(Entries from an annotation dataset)
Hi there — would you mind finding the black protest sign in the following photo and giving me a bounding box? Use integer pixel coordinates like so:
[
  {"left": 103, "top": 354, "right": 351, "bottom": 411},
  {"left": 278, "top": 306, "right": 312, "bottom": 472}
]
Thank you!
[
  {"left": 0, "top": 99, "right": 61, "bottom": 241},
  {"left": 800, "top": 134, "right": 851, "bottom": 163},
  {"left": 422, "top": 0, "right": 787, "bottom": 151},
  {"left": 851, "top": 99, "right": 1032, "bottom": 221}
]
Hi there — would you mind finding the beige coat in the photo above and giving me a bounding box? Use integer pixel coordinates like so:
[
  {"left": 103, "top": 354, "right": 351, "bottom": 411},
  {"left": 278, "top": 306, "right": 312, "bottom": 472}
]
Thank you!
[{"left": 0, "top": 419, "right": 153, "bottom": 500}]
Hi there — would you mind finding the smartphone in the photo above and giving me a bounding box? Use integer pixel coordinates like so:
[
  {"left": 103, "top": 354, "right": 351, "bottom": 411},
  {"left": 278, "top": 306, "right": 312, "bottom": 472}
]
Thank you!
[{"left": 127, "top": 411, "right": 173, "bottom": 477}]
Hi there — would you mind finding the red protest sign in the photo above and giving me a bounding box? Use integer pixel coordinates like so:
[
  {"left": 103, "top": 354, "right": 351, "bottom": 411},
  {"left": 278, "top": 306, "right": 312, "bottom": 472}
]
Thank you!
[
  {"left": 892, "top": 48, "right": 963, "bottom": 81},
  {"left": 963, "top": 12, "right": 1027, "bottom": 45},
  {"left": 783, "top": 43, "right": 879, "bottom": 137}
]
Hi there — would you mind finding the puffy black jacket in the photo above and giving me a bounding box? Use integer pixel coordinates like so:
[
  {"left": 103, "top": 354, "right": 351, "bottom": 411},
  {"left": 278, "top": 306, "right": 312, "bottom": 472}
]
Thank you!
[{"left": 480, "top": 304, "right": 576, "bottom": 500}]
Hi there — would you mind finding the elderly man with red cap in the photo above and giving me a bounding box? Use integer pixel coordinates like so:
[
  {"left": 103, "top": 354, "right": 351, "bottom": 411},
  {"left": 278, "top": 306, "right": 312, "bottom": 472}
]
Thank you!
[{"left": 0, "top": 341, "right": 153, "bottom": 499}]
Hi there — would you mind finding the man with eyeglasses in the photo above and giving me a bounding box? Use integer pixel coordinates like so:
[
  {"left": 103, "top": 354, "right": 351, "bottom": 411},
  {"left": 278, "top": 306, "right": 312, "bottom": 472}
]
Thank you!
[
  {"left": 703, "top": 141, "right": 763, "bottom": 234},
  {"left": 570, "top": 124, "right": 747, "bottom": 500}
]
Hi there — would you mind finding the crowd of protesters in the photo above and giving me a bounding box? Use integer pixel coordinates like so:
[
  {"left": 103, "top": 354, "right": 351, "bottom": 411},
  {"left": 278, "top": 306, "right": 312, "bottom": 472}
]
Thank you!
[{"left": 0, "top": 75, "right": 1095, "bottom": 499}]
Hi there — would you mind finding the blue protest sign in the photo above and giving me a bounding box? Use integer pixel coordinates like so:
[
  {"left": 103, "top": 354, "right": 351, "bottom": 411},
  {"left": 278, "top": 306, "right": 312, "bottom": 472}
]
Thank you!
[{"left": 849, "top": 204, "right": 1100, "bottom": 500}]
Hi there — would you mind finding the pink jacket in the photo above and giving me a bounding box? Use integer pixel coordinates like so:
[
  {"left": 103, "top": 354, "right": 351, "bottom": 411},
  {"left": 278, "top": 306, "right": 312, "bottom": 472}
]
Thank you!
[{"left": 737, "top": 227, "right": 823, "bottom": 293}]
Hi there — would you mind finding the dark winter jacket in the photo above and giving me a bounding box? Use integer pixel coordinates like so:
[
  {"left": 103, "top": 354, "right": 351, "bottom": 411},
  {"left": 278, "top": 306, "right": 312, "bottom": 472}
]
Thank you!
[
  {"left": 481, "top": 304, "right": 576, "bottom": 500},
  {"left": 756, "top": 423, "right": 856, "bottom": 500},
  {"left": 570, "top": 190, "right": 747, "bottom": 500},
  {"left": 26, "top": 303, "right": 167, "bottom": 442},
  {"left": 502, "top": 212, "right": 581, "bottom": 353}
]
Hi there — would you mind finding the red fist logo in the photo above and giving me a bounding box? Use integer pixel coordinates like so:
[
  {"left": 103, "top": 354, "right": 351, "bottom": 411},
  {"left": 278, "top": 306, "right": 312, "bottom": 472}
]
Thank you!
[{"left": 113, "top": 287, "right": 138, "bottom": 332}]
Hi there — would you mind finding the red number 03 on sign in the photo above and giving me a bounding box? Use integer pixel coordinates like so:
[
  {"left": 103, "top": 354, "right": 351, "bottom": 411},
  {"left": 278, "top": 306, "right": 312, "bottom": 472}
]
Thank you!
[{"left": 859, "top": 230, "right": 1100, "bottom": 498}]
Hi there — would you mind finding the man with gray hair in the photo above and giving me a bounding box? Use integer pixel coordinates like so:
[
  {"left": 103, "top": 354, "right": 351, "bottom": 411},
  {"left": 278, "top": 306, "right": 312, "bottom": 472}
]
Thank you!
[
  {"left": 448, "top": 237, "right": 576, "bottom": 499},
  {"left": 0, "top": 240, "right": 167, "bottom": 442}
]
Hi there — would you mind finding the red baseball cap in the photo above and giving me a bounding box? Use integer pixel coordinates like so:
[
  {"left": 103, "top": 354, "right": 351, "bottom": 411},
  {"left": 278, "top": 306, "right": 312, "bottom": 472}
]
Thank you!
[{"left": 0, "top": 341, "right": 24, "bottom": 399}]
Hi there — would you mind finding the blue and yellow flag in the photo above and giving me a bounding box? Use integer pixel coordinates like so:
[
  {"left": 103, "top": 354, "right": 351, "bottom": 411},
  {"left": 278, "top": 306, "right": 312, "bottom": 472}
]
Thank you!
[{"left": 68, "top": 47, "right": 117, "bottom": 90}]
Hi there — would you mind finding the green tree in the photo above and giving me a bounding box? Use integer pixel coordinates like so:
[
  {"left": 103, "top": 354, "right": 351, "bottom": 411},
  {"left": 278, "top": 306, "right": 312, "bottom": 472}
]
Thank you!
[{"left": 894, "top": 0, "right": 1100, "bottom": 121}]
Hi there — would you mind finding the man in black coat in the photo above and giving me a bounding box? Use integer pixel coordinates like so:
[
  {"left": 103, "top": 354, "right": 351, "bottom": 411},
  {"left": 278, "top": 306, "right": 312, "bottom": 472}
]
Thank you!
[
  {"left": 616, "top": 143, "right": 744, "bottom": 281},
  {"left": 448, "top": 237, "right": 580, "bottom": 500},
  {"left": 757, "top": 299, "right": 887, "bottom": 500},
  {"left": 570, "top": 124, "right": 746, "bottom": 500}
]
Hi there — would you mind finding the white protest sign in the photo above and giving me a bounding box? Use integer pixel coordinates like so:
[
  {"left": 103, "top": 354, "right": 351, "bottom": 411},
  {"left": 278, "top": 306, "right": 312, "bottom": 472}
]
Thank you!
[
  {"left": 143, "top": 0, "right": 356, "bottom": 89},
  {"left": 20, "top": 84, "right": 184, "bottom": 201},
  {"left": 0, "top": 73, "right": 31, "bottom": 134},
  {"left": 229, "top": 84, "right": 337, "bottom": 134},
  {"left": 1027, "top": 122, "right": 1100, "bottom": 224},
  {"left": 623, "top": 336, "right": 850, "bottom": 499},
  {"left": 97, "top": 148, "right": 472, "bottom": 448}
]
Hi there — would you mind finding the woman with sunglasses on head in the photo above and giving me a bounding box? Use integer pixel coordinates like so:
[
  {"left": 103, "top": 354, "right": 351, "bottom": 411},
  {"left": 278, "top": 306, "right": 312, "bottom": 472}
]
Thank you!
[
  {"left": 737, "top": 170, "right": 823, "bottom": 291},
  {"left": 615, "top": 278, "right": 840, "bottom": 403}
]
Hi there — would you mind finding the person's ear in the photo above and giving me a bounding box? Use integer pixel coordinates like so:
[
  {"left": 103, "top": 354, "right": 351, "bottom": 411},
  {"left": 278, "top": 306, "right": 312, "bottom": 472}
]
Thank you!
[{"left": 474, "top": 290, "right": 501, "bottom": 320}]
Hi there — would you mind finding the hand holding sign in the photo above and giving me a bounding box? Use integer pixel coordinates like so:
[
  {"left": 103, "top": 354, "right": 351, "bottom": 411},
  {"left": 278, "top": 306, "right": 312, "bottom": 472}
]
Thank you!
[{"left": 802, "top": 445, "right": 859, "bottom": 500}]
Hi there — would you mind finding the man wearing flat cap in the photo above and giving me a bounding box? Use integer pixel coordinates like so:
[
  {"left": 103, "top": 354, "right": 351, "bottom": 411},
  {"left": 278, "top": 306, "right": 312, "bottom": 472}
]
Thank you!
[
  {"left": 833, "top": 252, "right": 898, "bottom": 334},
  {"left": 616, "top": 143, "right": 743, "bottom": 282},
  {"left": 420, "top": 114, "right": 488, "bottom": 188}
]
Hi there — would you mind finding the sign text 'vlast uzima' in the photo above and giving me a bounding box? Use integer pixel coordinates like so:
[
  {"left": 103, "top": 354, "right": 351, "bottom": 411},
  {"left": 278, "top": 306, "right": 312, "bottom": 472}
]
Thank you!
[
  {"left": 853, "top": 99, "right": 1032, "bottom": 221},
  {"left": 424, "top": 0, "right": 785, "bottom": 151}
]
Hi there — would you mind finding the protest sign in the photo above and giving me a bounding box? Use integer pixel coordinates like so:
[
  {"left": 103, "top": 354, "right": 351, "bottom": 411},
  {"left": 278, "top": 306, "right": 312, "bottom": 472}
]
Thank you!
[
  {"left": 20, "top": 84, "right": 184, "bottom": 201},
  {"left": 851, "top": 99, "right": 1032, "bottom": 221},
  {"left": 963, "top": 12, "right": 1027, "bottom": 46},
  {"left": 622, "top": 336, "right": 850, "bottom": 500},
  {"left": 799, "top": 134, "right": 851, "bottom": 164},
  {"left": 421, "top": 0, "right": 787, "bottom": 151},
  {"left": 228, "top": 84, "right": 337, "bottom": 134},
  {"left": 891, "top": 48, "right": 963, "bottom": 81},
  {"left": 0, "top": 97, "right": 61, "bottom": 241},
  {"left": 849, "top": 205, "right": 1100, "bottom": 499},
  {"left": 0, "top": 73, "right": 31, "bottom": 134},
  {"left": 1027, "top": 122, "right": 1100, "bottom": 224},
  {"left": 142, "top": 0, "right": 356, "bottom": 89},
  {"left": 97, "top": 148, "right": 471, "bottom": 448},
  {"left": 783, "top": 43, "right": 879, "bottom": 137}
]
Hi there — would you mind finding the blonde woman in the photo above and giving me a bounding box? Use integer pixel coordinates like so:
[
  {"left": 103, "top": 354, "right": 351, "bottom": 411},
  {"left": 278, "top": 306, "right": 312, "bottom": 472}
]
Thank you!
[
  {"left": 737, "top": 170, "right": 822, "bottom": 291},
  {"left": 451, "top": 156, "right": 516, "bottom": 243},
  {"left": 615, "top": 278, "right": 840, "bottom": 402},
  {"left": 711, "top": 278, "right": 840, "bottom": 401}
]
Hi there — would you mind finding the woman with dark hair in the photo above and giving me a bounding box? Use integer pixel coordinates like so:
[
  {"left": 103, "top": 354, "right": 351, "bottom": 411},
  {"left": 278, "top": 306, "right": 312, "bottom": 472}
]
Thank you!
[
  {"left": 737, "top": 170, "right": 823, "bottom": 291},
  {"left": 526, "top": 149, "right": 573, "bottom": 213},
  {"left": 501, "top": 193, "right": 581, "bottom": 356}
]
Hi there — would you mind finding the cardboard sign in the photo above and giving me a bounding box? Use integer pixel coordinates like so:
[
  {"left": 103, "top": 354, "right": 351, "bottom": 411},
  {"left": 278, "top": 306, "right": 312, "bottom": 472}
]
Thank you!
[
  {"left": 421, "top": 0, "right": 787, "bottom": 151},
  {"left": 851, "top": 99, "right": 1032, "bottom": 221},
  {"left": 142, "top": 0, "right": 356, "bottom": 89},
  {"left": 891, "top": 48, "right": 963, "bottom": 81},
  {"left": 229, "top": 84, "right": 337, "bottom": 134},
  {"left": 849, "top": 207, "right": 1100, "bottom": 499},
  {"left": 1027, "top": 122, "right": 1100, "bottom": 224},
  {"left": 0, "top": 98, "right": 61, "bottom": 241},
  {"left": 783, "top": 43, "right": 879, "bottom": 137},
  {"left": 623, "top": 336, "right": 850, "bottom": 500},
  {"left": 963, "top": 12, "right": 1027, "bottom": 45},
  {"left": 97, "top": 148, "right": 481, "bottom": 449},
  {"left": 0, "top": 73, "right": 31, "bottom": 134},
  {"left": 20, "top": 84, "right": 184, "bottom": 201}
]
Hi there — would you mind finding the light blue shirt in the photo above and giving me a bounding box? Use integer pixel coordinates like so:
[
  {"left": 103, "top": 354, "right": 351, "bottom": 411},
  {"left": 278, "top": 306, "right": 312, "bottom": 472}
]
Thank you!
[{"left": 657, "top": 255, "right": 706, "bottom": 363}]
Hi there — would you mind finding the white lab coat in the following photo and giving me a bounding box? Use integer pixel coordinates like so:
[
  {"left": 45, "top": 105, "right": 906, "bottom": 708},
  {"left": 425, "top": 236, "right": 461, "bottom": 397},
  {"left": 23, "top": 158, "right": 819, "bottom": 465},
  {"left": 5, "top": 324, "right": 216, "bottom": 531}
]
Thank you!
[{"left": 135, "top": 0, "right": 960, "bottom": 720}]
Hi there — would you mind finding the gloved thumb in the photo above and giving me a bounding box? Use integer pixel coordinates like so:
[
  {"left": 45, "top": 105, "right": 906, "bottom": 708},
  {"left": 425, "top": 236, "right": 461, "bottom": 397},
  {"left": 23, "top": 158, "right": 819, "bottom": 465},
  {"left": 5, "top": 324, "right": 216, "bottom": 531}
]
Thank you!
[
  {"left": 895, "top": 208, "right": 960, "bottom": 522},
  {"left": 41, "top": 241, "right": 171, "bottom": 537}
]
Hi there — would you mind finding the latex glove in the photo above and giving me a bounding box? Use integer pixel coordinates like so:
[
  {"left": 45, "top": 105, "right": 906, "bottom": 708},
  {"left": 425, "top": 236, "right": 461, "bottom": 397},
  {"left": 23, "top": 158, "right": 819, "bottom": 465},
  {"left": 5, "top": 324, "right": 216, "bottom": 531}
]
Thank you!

_WHAT THE TASK REQUIRES_. List each line in the entries above that contains the string "hair". Matching is case-sensitive.

_EXERCISE RESPONSE_.
Hi there — would you mind finding the man with gray hair in the photo above and giving me a bounding box? Use integer pixel coordinates like so:
Hi there — would you mind finding the woman with dark hair in the photo above and giving me a bounding box? Use integer pixel coordinates like so:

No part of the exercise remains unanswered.